* _Task item_:
Whenever the word "Class" turns up in a line of the data below, copy that line.

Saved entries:

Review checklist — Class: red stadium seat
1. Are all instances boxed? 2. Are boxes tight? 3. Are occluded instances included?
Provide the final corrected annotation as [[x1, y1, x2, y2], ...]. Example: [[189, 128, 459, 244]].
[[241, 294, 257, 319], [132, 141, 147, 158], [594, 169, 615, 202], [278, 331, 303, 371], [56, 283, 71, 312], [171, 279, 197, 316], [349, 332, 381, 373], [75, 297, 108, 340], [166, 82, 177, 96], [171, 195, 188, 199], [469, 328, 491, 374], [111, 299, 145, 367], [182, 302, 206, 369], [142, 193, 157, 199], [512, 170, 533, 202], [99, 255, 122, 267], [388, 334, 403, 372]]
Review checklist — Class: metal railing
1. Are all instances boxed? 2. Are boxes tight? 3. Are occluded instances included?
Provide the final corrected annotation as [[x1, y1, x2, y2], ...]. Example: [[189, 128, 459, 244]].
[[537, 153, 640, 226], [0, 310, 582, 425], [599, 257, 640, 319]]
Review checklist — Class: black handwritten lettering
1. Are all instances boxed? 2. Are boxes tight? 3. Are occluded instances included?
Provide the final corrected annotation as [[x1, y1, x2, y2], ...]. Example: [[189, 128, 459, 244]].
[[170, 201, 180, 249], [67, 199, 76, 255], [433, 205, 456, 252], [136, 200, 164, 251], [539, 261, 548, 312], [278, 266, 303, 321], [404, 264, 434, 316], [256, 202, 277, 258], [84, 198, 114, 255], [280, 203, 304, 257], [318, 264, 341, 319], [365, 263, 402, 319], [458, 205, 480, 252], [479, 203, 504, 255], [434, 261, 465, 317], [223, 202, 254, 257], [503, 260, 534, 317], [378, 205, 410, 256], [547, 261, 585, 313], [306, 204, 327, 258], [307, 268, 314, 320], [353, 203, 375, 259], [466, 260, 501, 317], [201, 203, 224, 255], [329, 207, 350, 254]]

* _Solution to the exercise_:
Review checklist — Class: red stadium seat
Review checklist — Class: metal railing
Review checklist — Class: black handwritten lettering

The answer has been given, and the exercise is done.